What is required - Your task is to transcribe all of the records exactly and leave out the pictures.
━━━ Records supplied
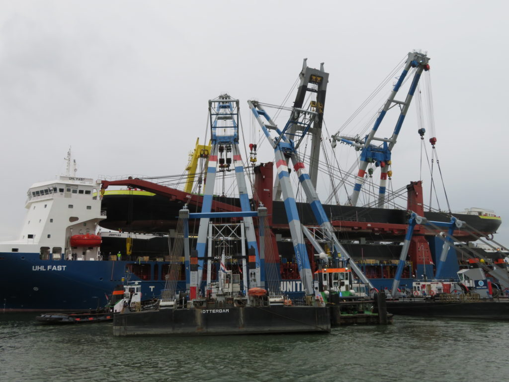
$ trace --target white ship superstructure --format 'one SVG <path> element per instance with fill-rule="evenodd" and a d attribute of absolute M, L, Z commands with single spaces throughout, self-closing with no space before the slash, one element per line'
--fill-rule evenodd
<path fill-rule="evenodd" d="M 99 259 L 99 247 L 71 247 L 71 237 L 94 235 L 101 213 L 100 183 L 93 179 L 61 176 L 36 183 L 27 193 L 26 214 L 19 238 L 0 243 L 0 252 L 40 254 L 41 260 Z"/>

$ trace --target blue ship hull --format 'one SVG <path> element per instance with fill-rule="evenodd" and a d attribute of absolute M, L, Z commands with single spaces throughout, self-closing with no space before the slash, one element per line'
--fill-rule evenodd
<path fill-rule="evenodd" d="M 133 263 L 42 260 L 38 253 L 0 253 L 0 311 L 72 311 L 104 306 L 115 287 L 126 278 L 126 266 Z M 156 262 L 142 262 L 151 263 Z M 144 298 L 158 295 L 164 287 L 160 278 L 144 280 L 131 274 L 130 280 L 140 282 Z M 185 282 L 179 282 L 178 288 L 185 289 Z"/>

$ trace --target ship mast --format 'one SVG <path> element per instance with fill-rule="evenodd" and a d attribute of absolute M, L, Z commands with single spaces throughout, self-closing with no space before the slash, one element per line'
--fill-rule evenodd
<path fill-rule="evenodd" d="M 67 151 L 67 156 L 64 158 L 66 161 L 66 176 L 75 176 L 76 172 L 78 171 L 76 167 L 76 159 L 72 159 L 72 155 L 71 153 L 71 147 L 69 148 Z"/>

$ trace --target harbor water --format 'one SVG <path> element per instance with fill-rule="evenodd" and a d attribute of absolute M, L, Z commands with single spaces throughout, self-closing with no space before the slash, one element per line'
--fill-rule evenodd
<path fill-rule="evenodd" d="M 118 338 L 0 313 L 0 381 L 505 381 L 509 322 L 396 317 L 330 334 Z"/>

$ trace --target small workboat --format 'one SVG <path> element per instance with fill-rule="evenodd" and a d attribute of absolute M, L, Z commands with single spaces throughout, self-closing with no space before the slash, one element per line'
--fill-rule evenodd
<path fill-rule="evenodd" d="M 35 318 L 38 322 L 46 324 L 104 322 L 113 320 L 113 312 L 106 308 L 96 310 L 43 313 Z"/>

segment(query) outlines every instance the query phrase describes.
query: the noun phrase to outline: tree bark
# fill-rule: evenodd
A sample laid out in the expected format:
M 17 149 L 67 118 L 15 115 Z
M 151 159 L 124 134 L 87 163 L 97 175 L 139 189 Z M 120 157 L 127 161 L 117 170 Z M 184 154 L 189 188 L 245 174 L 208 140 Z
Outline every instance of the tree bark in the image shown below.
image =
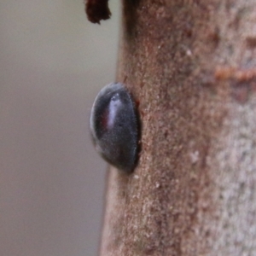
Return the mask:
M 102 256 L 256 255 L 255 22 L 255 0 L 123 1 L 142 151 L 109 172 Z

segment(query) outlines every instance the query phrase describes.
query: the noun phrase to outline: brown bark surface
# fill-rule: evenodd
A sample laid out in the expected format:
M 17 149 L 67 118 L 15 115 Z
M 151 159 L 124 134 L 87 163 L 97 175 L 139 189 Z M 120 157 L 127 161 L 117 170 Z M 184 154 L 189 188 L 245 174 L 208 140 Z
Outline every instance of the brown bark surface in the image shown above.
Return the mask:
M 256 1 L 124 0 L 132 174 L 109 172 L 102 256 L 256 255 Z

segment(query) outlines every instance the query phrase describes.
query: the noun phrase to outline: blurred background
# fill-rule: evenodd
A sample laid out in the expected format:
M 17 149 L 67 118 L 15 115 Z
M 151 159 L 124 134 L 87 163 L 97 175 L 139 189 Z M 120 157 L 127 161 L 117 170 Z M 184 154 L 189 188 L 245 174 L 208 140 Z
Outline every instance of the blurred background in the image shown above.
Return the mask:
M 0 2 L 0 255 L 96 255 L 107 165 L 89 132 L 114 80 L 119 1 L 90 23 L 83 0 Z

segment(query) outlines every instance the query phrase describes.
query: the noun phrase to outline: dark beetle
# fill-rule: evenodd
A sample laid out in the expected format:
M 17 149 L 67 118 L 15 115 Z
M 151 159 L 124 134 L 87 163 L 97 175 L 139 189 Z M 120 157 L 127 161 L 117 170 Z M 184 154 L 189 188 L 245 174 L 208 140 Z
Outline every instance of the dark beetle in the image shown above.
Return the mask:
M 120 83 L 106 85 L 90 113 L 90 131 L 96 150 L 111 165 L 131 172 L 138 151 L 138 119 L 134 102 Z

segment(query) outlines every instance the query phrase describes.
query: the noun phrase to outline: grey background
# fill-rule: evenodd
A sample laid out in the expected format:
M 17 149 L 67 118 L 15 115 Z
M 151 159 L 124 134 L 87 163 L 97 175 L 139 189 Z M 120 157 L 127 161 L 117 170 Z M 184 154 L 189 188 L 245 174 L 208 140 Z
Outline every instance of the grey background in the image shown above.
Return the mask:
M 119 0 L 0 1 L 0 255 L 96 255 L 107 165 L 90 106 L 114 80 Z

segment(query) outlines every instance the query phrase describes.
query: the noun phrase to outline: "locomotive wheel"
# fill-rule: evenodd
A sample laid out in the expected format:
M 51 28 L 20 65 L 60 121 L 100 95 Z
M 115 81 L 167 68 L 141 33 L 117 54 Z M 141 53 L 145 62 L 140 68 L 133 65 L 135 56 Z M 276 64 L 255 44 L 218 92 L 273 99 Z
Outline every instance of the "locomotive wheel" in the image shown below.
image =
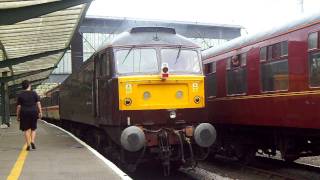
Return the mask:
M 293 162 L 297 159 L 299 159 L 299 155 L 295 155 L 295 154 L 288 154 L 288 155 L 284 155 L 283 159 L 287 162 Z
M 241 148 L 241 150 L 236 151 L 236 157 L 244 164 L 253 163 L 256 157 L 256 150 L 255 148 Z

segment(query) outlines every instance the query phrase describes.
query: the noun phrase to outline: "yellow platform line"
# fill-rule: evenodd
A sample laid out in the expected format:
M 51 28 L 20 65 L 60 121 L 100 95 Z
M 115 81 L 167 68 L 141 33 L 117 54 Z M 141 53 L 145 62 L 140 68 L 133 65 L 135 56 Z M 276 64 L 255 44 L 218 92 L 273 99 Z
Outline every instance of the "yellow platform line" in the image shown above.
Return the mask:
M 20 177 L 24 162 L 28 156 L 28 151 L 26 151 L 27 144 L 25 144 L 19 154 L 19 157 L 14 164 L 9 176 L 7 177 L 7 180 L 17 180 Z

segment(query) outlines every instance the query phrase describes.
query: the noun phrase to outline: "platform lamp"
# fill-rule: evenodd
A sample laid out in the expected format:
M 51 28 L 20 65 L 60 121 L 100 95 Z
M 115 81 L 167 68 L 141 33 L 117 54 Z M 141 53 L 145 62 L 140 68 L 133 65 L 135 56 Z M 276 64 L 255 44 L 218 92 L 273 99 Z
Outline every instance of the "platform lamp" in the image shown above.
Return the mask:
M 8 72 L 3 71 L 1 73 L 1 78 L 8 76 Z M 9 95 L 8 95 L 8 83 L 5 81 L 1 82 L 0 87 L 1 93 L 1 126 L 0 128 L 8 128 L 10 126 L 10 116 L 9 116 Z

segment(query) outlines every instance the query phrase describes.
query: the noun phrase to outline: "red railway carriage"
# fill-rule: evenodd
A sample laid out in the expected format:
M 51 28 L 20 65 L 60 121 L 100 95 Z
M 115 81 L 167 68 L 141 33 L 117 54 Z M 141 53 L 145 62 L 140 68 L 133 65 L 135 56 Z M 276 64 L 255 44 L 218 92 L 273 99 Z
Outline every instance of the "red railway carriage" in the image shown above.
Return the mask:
━━━━━━
Exercise response -
$ trace --target white ship superstructure --format 'one SVG <path> element per instance with fill-rule="evenodd" and a d attribute of absolute M, L, Z commands with single spaces throughout, self-closing with no space before the slash, one element per line'
--fill-rule evenodd
<path fill-rule="evenodd" d="M 99 259 L 99 247 L 71 247 L 71 237 L 94 235 L 101 213 L 100 183 L 93 179 L 61 176 L 36 183 L 27 193 L 26 214 L 19 238 L 0 243 L 0 252 L 40 254 L 41 260 Z"/>

$ trace --target blue ship hull --format 'one SVG <path> element per instance with fill-rule="evenodd" and a d attribute of absolute M, L, Z commands with single spaces throughout, self-closing with no space before the slash, one element per line'
--fill-rule evenodd
<path fill-rule="evenodd" d="M 133 263 L 42 260 L 38 253 L 0 253 L 0 311 L 72 311 L 104 306 L 115 287 L 126 278 L 126 266 Z M 156 262 L 142 262 L 151 263 Z M 144 298 L 158 295 L 164 287 L 160 278 L 144 280 L 131 274 L 130 280 L 140 282 Z M 185 282 L 179 282 L 178 288 L 185 289 Z"/>

$ trace --target ship mast --format 'one SVG <path> element per instance with fill-rule="evenodd" and a d attribute of absolute M, L, Z commands with single spaces throughout, self-closing with no space before the slash, one element per line'
--fill-rule evenodd
<path fill-rule="evenodd" d="M 67 151 L 67 156 L 64 158 L 66 161 L 66 176 L 75 176 L 76 172 L 78 171 L 76 167 L 76 159 L 72 159 L 72 155 L 71 153 L 71 147 L 69 148 Z"/>

$ trace --target harbor water --format 'one SVG <path> element per instance with fill-rule="evenodd" and a d attribute of absolute M, L, Z commands with single spaces throughout, self-closing with no space before the slash, one element per line'
--fill-rule evenodd
<path fill-rule="evenodd" d="M 118 338 L 0 313 L 0 381 L 505 381 L 509 322 L 396 317 L 330 334 Z"/>

$ trace --target small workboat --format 'one SVG <path> element per instance with fill-rule="evenodd" and a d attribute of absolute M, L, Z commands with single spaces throughout, self-closing with no space before the slash, one element per line'
--fill-rule evenodd
<path fill-rule="evenodd" d="M 35 318 L 38 322 L 46 324 L 104 322 L 113 320 L 113 312 L 106 308 L 96 310 L 43 313 Z"/>

segment(query) outlines every instance the query phrase describes.
query: the noun phrase to outline: tree bark
# fill-rule: evenodd
A sample laid out in the expected format:
M 17 149 L 67 118 L 15 115 Z
M 151 159 L 124 134 L 87 163 L 97 175 L 139 189 Z M 120 157 L 127 161 L 117 170 Z M 184 154 L 189 188 L 245 174 L 208 140 Z
Outline every instance of the tree bark in the image shown below.
image =
Return the mask:
M 102 256 L 256 255 L 255 22 L 255 0 L 123 1 L 142 151 L 109 172 Z

segment(query) outlines every instance the query phrase describes.
query: the noun phrase to outline: brown bark surface
# fill-rule: evenodd
A sample laid out in the expected format:
M 17 149 L 67 118 L 15 115 Z
M 151 159 L 124 134 L 87 163 L 97 175 L 139 189 Z M 120 157 L 127 161 L 117 170 Z M 184 154 L 189 188 L 245 174 L 208 140 Z
Outline every instance of the brown bark surface in the image shown above.
Return the mask:
M 256 1 L 124 0 L 132 174 L 109 172 L 102 256 L 256 255 Z

segment(query) outlines every instance the query phrase describes.
query: the noun phrase to outline: blurred background
# fill-rule: evenodd
A sample laid out in the expected format:
M 17 149 L 67 118 L 15 115 Z
M 151 159 L 124 134 L 87 163 L 97 175 L 139 189 Z M 120 157 L 127 161 L 117 170 Z M 184 154 L 189 188 L 245 174 L 208 140 Z
Outline every instance of the blurred background in the image shown above.
Return the mask:
M 0 2 L 0 255 L 96 255 L 107 165 L 89 132 L 114 80 L 119 1 L 90 23 L 83 0 Z

segment(query) outlines every instance the query phrase describes.
query: the noun phrase to outline: dark beetle
# fill-rule: evenodd
A sample laid out in the expected format:
M 17 149 L 67 118 L 15 115 Z
M 151 159 L 124 134 L 87 163 L 97 175 L 139 189 Z M 120 157 L 127 161 L 117 170 Z M 184 154 L 189 188 L 245 174 L 208 140 Z
Outline every instance of the dark beetle in the image shown above.
Return the mask:
M 120 83 L 106 85 L 90 113 L 90 131 L 96 150 L 111 165 L 131 172 L 138 151 L 138 119 L 134 102 Z

segment(query) outlines every instance the query phrase describes.
query: the noun phrase to outline: grey background
# fill-rule: evenodd
A sample laid out in the expected format:
M 17 149 L 67 118 L 15 115 Z
M 151 159 L 124 134 L 87 163 L 97 175 L 139 189 Z M 120 157 L 127 161 L 117 170 Z M 184 154 L 189 188 L 245 174 L 208 140 Z
Outline every instance of the grey background in the image shown above.
Return the mask:
M 119 0 L 0 1 L 0 255 L 96 255 L 107 165 L 90 106 L 114 80 Z

segment(query) outlines every instance the query phrase describes.
query: the noun phrase to outline: "locomotive wheel"
# fill-rule: evenodd
A sample laid out in the expected format:
M 51 28 L 20 65 L 60 121 L 100 95 Z
M 115 81 L 167 68 L 141 33 L 117 54 Z M 141 53 L 145 62 L 140 68 L 133 65 L 135 56 Z M 276 64 L 255 44 L 218 92 L 273 99 Z
Outline every instance of the "locomotive wheel" in the image shown below.
image =
Return the mask:
M 293 162 L 297 159 L 299 159 L 299 155 L 295 155 L 295 154 L 288 154 L 288 155 L 284 155 L 283 159 L 287 162 Z
M 241 148 L 241 150 L 236 151 L 236 157 L 244 164 L 253 163 L 256 157 L 256 150 L 255 148 Z

segment(query) outlines every instance the query phrase describes.
query: the noun phrase to outline: "yellow platform line"
# fill-rule: evenodd
A sample laid out in the expected format:
M 51 28 L 20 65 L 60 121 L 100 95 Z
M 115 81 L 167 68 L 141 33 L 117 54 Z M 141 53 L 145 62 L 140 68 L 133 65 L 135 56 Z M 276 64 L 255 44 L 218 92 L 273 99 Z
Outline every instance of the "yellow platform line" in the image shown above.
Return the mask:
M 20 177 L 24 162 L 28 156 L 28 151 L 26 151 L 27 144 L 25 144 L 19 154 L 19 157 L 14 164 L 9 176 L 7 177 L 7 180 L 17 180 Z

segment(query) outlines every instance the query phrase describes.
query: the noun phrase to outline: "platform lamp"
# fill-rule: evenodd
A sample laid out in the expected format:
M 51 28 L 20 65 L 60 121 L 100 95 Z
M 115 81 L 167 68 L 141 33 L 117 54 Z M 141 53 L 145 62 L 140 68 L 133 65 L 135 56 Z M 276 64 L 255 44 L 218 92 L 273 99 Z
Outline every instance of the "platform lamp" in the image shown above.
Return the mask:
M 8 72 L 3 71 L 1 73 L 1 78 L 8 76 Z M 9 95 L 8 95 L 8 83 L 5 81 L 1 82 L 0 87 L 1 93 L 1 126 L 0 128 L 8 128 L 10 126 L 10 116 L 9 116 Z

segment(query) outlines every instance the query phrase describes.
query: the noun phrase to outline: "red railway carriage"
# fill-rule: evenodd
A sample laid out in the expected format:
M 51 28 L 20 65 L 60 121 L 100 95 Z
M 115 81 L 167 68 L 141 33 L 117 54 Z M 141 53 L 145 62 L 140 68 L 133 65 L 135 56 Z M 276 64 L 255 44 L 218 92 L 273 99 Z
Outline every instance of the "red railway carriage" in the image shown above.
Return the mask:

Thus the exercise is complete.